- The request -
Without the pictures, print each of the records below exactly as it appears.
>> Start Data to use
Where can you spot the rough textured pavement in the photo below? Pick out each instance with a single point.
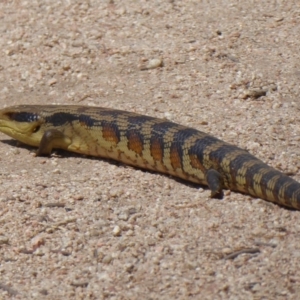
(74, 227)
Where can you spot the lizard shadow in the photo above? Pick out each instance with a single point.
(67, 154)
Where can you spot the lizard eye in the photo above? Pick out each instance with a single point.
(36, 129)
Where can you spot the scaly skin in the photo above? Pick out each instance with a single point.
(149, 143)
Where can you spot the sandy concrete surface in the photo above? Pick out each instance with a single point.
(74, 227)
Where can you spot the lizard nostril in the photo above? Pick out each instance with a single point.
(36, 129)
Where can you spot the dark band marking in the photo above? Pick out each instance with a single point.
(110, 132)
(136, 122)
(161, 129)
(23, 117)
(195, 163)
(87, 121)
(157, 148)
(61, 118)
(176, 156)
(201, 144)
(135, 142)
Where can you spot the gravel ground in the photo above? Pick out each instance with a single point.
(74, 227)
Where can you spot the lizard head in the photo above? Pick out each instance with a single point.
(22, 123)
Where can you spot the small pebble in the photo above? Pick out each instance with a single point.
(117, 231)
(152, 64)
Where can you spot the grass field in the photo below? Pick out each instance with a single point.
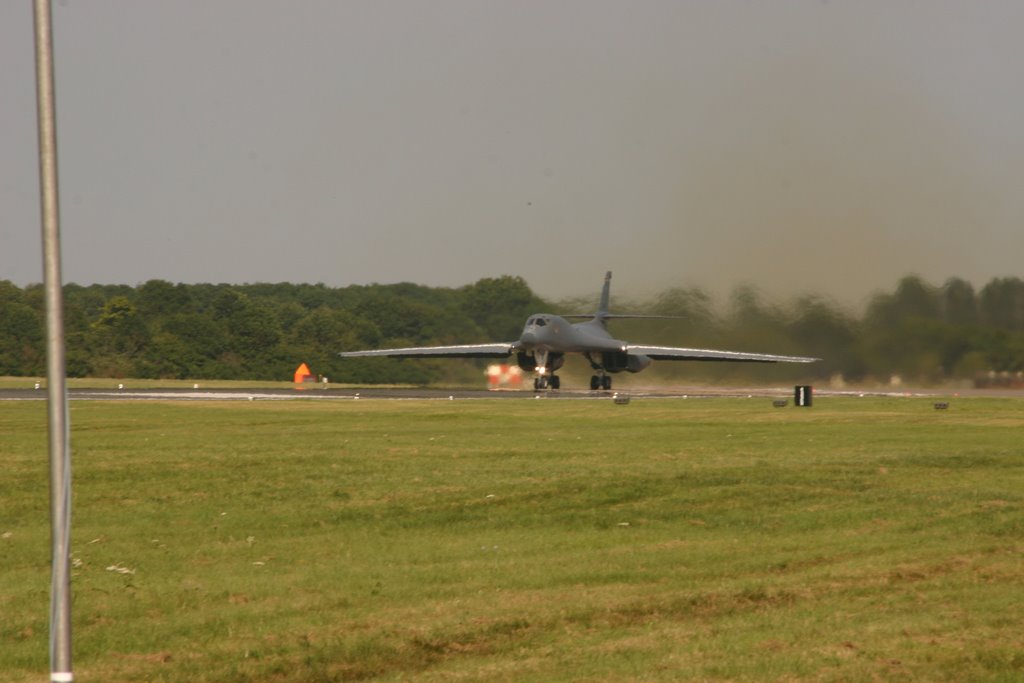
(863, 539)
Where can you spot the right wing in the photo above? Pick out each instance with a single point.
(674, 353)
(460, 351)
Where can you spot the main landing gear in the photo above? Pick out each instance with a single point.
(547, 382)
(601, 380)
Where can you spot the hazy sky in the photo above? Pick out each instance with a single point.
(800, 145)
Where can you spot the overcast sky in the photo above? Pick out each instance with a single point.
(799, 145)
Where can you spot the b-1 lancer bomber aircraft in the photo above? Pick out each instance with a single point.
(546, 339)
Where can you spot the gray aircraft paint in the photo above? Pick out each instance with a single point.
(546, 338)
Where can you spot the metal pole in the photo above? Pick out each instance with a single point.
(60, 670)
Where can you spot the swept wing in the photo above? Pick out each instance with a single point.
(675, 353)
(502, 350)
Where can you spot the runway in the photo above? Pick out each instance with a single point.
(415, 393)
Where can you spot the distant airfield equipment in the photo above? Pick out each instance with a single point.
(547, 338)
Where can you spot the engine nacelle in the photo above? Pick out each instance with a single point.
(527, 361)
(616, 361)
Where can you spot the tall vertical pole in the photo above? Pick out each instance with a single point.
(60, 670)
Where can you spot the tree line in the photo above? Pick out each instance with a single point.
(919, 331)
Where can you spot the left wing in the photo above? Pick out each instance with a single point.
(461, 351)
(673, 353)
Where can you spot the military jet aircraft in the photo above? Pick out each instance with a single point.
(547, 338)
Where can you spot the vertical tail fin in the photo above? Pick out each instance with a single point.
(602, 307)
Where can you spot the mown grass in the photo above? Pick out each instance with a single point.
(524, 541)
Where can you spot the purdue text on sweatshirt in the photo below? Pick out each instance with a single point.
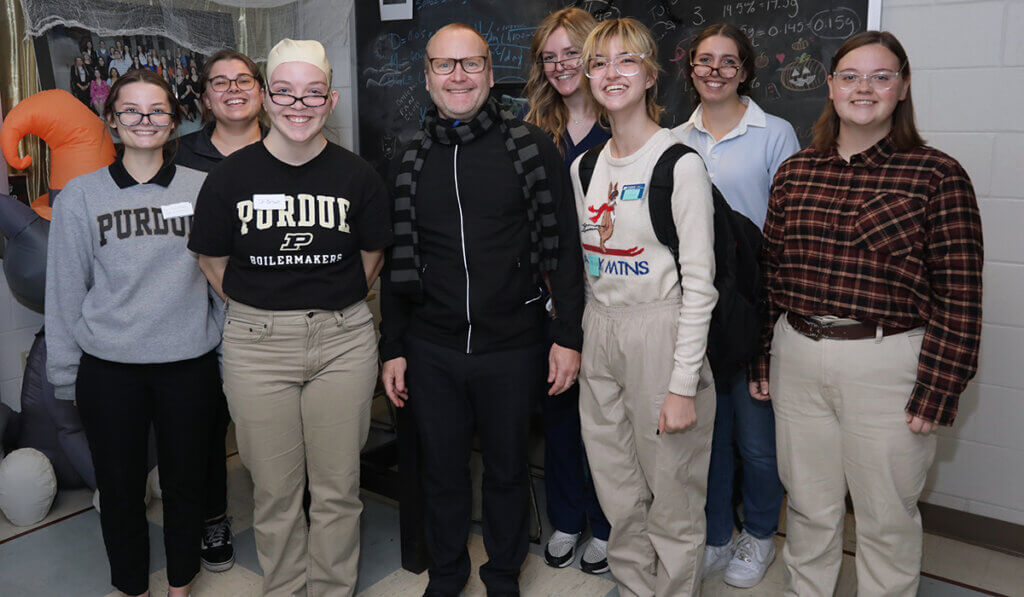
(120, 283)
>> End Data to use
- Worked answer -
Where can you spot the rough textured pavement in the photo below? Pick out each instance with a single point.
(74, 227)
Where can you spot the lizard shadow in the photo above? Pick out each instance with a single point.
(67, 154)
Where can you spot the lizard eye in the photo above? Pick out each instance with a single point.
(36, 129)
Where can you spot the scaly skin in the photo above? Pick out each instance with a single point.
(149, 143)
Where can you spot the sandy concrete surface in the photo above? Pick out each instance with a single point.
(74, 227)
Where can you spot the lizard nostril in the photo above? Pick out each instance with a single point.
(36, 129)
Where can you spot the dark band marking in the photo above? Pick out each instance with a single point.
(110, 132)
(136, 122)
(161, 129)
(23, 117)
(195, 163)
(87, 121)
(157, 148)
(61, 118)
(176, 156)
(201, 144)
(135, 142)
Where can you spot the gravel ground in the photo above? Pick out each instance with a single point.
(74, 227)
Where can you spot the lizard head in the photo above? Pick out each instance with a single point.
(22, 123)
Where can you spot the small pebble in the photo above? Pick out each instance with a single point.
(117, 231)
(152, 64)
Where can you spot the grass field in the photo below? Pick out each instance with a single point.
(863, 539)
Where can you spot the right wing in the photo above? Pick out each instance with a single point.
(674, 353)
(460, 351)
Where can you spot the main landing gear in the photo above? Pick out each instance with a single point.
(547, 382)
(601, 380)
Where can you spot the hazy sky in the photo above? Pick out each instance with a single point.
(800, 145)
Where can you spot the overcast sky in the photo above? Pick out each instance with a single point.
(799, 145)
Where can you spot the b-1 lancer bomber aircraft in the photo above? Pick out each instance with a single point.
(546, 339)
Where can you spot the gray aircraft paint in the photo above? Pick out each instance with a single point.
(546, 338)
Where can you spot the metal pole in the photo above? Pick out each instance with a single point.
(60, 670)
Where can you spot the swept wing in the photo above? Pick out each instance with a single point.
(675, 353)
(502, 350)
Where can you spot the runway in the photo above? Pick out each instance with a single point.
(415, 393)
Where can you spot the distant airfield equipment in the photo above? Pick out each instance with a single point.
(547, 338)
Where can you spot the engine nacelle in the photo above? Pick out each instance with a single point.
(527, 361)
(616, 361)
Where can you spot the tall vertical pole in the photo above? Pick out each instance with a single point.
(60, 670)
Where can you spot the tree line in the photo above? Pick out each instance with a single point.
(919, 331)
Where can you spot the left wing in the photo above? Pick out each instance with a single point.
(461, 351)
(673, 353)
Where can you spot the military jet aircraft in the photo above? Pick out each instance with a single point.
(547, 338)
Where can you spot the vertical tail fin in the photo above? Pick out each instance with a single point.
(602, 307)
Where can you spot the mown grass in the photo above? Pick out each instance with a single point.
(524, 541)
Where can you spot the purdue text on sweatshirt in the photo below? Pick out each instance with a single point.
(120, 283)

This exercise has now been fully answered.